> _INSTRUCTIONS FOR THE TASK_
Pull every line that holds the word "flower" from the entries.
============================================================
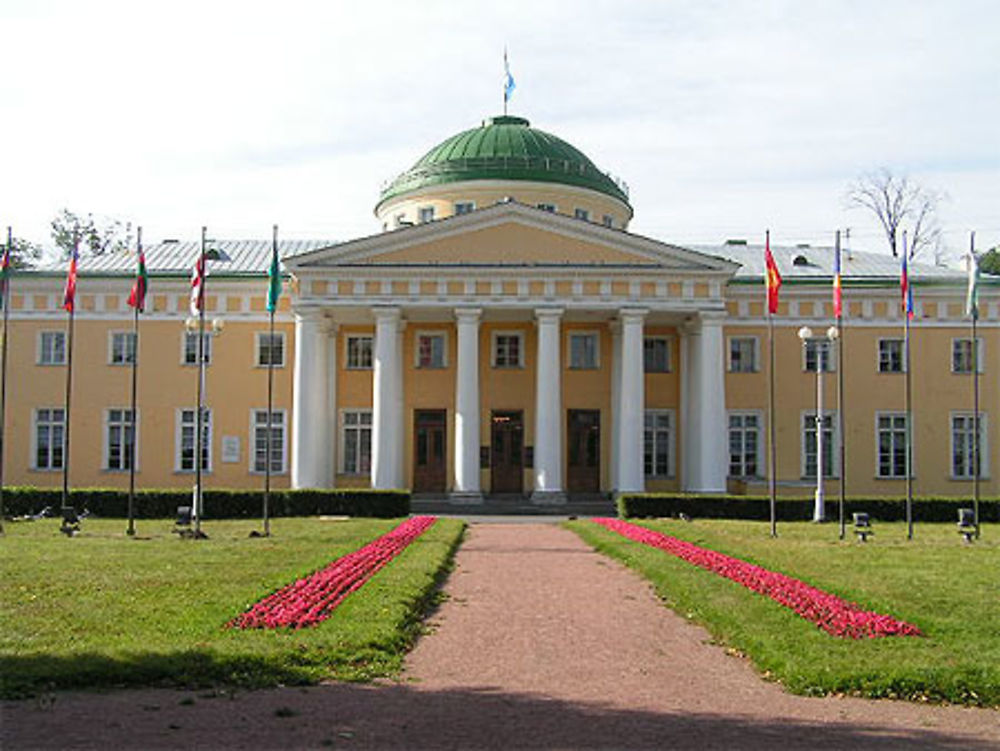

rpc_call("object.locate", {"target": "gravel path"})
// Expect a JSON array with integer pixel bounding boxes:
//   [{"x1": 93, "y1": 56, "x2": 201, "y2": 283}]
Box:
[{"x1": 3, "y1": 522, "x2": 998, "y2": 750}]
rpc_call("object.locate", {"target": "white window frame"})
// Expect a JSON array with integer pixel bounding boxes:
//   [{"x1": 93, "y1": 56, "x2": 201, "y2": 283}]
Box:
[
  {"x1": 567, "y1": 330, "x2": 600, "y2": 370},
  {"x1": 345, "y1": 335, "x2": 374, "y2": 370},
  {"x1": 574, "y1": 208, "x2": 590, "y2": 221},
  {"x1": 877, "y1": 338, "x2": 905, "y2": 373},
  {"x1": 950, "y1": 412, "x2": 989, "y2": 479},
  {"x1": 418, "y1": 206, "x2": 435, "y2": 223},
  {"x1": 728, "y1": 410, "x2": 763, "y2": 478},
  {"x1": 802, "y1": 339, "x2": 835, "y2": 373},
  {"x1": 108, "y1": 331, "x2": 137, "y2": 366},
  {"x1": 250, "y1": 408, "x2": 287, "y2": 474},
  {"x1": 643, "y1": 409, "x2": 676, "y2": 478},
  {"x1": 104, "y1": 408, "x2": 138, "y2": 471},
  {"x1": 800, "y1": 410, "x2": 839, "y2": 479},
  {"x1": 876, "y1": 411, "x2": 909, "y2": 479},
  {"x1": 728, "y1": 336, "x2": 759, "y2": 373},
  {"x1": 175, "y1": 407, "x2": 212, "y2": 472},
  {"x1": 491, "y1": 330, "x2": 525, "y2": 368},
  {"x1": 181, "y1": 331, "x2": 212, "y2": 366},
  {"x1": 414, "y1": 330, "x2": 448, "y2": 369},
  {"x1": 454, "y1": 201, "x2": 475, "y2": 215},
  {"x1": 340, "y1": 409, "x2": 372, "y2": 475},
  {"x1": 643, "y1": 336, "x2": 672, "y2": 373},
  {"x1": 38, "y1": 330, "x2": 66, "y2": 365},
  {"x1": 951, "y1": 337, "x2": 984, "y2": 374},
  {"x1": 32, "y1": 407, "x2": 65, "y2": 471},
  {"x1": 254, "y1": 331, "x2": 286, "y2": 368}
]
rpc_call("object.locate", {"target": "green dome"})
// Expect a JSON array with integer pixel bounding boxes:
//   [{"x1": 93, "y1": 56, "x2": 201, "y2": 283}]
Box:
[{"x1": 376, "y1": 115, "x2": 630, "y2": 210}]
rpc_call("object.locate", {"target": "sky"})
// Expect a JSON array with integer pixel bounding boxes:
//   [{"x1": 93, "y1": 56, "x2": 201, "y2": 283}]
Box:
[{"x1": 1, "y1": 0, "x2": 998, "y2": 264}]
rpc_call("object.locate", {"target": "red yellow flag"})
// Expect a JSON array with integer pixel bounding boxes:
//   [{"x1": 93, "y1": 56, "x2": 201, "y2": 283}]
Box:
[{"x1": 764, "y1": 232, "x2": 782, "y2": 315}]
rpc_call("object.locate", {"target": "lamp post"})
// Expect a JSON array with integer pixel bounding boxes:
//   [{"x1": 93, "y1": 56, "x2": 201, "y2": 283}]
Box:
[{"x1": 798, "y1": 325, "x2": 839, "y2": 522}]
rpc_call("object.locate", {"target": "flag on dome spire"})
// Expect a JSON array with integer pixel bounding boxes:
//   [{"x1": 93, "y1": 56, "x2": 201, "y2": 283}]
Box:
============================================================
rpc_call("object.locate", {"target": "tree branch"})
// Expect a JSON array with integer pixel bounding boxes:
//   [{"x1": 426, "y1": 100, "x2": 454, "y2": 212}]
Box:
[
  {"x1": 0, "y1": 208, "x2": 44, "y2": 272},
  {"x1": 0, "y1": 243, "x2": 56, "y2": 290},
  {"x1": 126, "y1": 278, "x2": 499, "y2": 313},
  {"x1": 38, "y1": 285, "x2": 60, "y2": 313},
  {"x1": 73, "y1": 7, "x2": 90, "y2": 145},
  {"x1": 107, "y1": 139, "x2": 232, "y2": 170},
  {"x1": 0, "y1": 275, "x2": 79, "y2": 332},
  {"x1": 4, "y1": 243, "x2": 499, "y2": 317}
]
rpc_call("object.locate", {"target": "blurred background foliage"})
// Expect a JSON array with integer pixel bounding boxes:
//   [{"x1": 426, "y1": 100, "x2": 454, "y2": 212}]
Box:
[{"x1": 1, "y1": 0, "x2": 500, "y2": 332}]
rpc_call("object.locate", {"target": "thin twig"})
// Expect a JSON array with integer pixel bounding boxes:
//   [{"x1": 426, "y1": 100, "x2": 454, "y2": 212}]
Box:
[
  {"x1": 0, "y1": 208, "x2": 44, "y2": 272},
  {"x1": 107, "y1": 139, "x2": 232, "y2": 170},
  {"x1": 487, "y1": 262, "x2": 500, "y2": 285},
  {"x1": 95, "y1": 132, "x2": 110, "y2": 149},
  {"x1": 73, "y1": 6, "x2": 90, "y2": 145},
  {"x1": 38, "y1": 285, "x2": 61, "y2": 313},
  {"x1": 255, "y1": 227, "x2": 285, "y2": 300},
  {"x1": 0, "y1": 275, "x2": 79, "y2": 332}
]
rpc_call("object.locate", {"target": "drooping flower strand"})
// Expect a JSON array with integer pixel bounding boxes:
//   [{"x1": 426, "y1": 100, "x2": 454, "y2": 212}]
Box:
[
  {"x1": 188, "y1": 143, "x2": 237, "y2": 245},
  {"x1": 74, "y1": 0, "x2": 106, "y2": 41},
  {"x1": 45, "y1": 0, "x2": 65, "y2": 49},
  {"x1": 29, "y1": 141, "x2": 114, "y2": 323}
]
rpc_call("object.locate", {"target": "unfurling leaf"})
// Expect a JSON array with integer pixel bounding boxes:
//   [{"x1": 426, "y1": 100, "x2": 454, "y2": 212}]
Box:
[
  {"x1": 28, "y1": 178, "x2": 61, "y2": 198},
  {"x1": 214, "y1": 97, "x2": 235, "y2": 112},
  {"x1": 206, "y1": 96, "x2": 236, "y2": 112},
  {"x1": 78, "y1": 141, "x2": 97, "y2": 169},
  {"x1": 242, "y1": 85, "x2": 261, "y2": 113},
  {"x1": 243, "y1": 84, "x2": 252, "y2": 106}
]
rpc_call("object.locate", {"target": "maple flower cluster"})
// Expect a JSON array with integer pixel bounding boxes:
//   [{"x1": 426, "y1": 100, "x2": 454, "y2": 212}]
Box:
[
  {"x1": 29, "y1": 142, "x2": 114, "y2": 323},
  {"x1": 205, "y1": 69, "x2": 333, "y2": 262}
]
============================================================
> _ANSWER BELOW_
rpc_call("object.locate", {"target": "drooping flower strand"})
rpc_call("object.locate", {"target": "maple flower cluster"})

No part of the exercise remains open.